Dataset entries ::
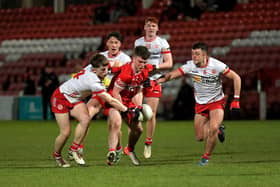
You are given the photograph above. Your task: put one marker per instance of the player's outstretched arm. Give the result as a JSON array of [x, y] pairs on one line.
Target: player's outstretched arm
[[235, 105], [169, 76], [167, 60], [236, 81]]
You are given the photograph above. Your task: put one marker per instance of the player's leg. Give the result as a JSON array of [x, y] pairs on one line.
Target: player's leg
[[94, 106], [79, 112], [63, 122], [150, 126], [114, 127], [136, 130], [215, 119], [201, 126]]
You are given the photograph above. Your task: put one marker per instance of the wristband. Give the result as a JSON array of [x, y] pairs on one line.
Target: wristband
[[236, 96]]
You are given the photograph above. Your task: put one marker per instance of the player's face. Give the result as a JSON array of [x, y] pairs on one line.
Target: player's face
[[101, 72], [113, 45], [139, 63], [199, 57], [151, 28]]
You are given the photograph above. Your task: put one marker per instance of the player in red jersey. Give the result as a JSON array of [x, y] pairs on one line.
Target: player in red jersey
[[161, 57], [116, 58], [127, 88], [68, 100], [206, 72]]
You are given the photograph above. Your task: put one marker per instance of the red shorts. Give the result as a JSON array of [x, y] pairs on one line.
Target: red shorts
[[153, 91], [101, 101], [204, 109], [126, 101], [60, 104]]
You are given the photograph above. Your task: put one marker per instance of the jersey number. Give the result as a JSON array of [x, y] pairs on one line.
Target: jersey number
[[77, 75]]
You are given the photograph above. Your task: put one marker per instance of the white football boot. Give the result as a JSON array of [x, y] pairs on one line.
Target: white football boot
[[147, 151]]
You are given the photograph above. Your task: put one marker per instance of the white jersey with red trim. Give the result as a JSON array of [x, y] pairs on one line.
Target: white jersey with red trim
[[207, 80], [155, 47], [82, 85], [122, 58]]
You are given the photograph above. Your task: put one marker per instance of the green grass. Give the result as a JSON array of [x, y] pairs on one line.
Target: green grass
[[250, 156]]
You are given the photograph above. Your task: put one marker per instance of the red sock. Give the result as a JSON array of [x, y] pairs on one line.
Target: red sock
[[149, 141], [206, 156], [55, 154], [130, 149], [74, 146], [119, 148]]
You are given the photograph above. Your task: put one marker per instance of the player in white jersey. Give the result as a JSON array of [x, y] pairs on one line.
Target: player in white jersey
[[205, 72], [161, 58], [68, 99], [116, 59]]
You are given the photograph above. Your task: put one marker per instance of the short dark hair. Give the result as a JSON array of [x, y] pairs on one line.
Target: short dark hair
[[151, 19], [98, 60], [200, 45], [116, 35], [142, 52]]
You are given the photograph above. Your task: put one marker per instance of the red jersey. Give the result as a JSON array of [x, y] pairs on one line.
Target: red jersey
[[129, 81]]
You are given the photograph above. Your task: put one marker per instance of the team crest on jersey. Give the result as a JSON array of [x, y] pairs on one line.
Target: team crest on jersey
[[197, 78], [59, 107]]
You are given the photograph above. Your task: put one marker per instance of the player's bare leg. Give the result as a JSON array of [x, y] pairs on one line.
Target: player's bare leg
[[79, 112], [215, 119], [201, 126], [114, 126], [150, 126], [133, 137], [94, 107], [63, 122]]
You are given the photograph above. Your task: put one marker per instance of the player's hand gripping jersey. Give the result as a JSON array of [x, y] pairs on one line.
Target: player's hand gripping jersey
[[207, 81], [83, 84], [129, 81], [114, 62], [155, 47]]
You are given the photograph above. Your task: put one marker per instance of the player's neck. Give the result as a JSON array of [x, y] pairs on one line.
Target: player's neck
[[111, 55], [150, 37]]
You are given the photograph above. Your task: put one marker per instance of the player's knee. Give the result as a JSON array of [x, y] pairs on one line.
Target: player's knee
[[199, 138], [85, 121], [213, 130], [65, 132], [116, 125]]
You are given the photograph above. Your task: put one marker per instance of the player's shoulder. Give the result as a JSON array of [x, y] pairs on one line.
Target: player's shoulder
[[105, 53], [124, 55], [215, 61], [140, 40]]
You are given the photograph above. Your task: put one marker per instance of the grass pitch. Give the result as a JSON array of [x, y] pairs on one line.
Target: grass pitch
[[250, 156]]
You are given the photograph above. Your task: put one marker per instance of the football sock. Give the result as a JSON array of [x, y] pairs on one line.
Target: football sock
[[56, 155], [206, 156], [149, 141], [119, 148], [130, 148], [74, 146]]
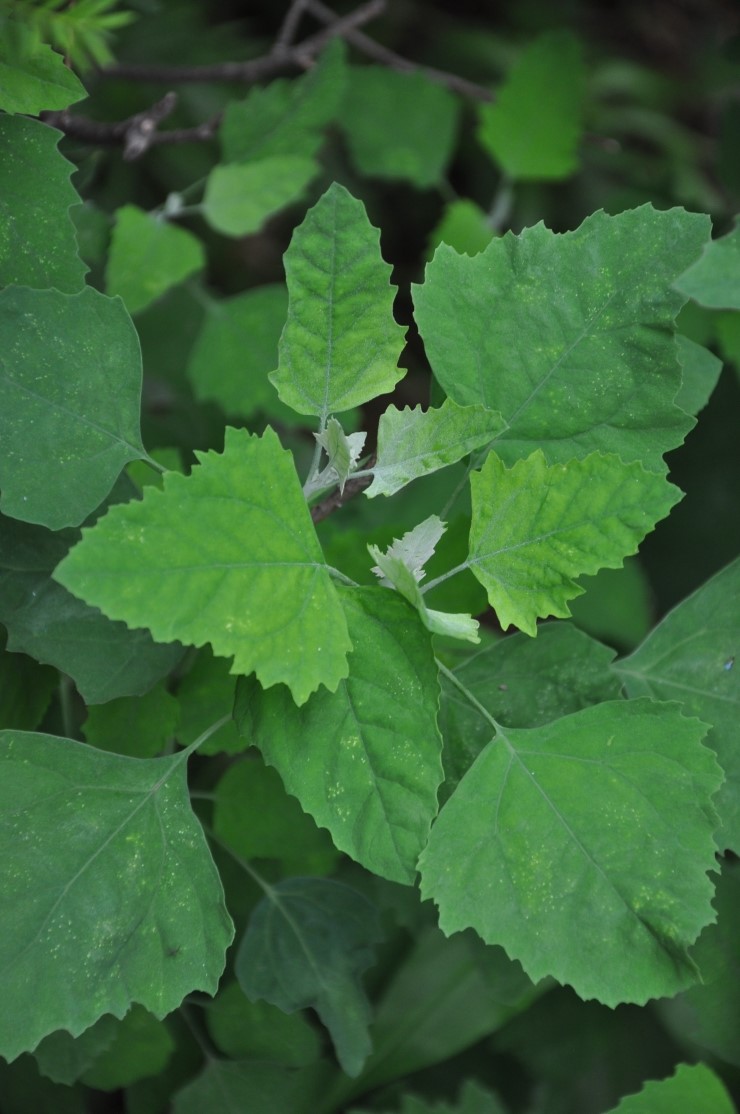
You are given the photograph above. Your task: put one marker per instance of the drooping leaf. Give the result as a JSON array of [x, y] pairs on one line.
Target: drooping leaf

REQUEST :: Rewrite all of the rows above, swapping "photograph" for "image" wherever it occurs and leaving everything else unchanged. Omit the pictures from your answer.

EXERCISE SOLUTION ::
You are given the image above. Your task: put one marker per instance of the player's outstretched arm. Give the result as a JSON array of [x, y] pairs on one line.
Target: player's outstretched arm
[[235, 105], [169, 76], [167, 60], [236, 81]]
You are given the image above. Your task: put one marker per instance of the player's leg. Give the result as a JSON array of [x, y] pairs on one line.
Target: player's leg
[[94, 106], [79, 112], [63, 122], [150, 126], [114, 127], [136, 130], [215, 119], [201, 126]]
You are given the image above. Your task: put one marker per instance of the wristband. Give the result as a JSON array of [x, y] pairs on one line.
Target: wristband
[[236, 96]]
You are given the image above. Your task: put one marker per instance of the player's face. Give the result as a JSON array of [x, y] pairs on one line.
Target: player's face
[[101, 72], [113, 45], [139, 63], [199, 57], [151, 28]]
You are given the image above. Your task: put one marker per instance of the player in red jersey. Give the result as a JSON array of [x, y] pairs on one line.
Target: player in red jersey
[[161, 57], [116, 58], [127, 88], [68, 100], [206, 72]]
You are given the image above. Your task: put one marker per instance of the red shorts. Give the result as a JSON array of [x, y] pairs on one line.
Target: red shorts
[[153, 91], [101, 101], [204, 109], [126, 101], [60, 104]]
You are given the image above. Your task: put one marker per instance of the jersey number. Give the result as a JSON array of [x, y] pairs on one line.
Target: jersey number
[[77, 75]]
You are given the image above. Your task: put one marker per instance of the white football boot. Give the result as a JSON array of [x, y] pairs on one line.
Target: white football boot
[[147, 151]]
You are given the image above. Your task: put one marker per instance of the white jersey with red trim. Give the result as a JSON array of [x, y] pairs on one line.
Target: white jersey with red trim
[[207, 80], [155, 47], [82, 85], [122, 58]]
You are given the image above. Your task: put one marker per instance of the green grass. Give the result as a JSON array of [x, y] pairs on one line.
Target: green grass
[[250, 156]]
You are given the image above. Your task: put one marker per instance of the red sock. Give the result as a JSON array of [x, y] pairs on one line.
Target: red sock
[[149, 141], [206, 156], [55, 154], [130, 149], [74, 146], [119, 148]]
You are given the image above. Your task: put one marker per instance of the player in white jersey. Give the result as a JSON array of [x, y] pairs on one line.
Target: player in white jersey
[[205, 72], [161, 58], [68, 99], [116, 59]]
You are given the image above. Your task: put one marker per instance of the short dark hair. Give the result as a JSON array of [x, y] pairs on one line.
Target: short dark hair
[[151, 19], [98, 60], [200, 45], [116, 35], [142, 52]]
You are given the image above. Your task: put one marker per instance of the red jersey. Give the result as a JSON array of [x, y] pairs on one line.
Target: red jersey
[[129, 81]]
You are given the image above. Your task: put one marker per instance of the team crest on jersey. Give the result as a JSON array of [x, y] pairs on one line.
Target: team crest on jersey
[[197, 78], [59, 107]]
You are given the image above. Your task: put one marker per instance of the player's bare leg. Give the result as a JSON array of [x, y] pairs on one line.
Target: player's bare leg
[[79, 112], [215, 119], [201, 126], [114, 126], [150, 126], [133, 137], [94, 107], [63, 122]]
You are given the image above. Your task: put one marker per instance of the player's hand gripping jersey. Give the result as a JSON array of [x, y] pairs on one line.
Target: player's hand gripping jersey
[[207, 81], [83, 84], [129, 81], [114, 62], [155, 47]]
You are given the image above. Your task: put one marker per instance of the player's neck. Give the result as a JSON array of [x, y] pairs on one line.
Target: player's neck
[[111, 55], [150, 37]]
You are given the image above. Your task: put one marker per instance of the player's knee. Give the result as a JSON array of [x, y] pairs on one line.
Target: player's knee
[[199, 138], [85, 121], [213, 130], [65, 132], [116, 125]]
You are given the image above. Your task: put one marker per instance of the player's shoulder. Give the result as a JSON array of [x, y] pairs on one line.
Target: player's shoulder
[[105, 53], [124, 55], [215, 61], [140, 40]]
You are given the image above. Your task: put one marker per instance of the grass pitch. Give the result as a JSON array of [x, y] pairs on one line.
Target: grass pitch
[[250, 156]]
You are given the image above. Your task: put one marker per instance of the football sock. Give the result as a JSON array of [x, y] pairs on one line.
Target: football sock
[[56, 155], [206, 156], [149, 141], [119, 148], [130, 148], [74, 146]]
You are given the image above. Your task: put one marker per instance of the drooping leaf. Give the result as a JSON array of [x, y] pairs on one line.
Target: drooping leaf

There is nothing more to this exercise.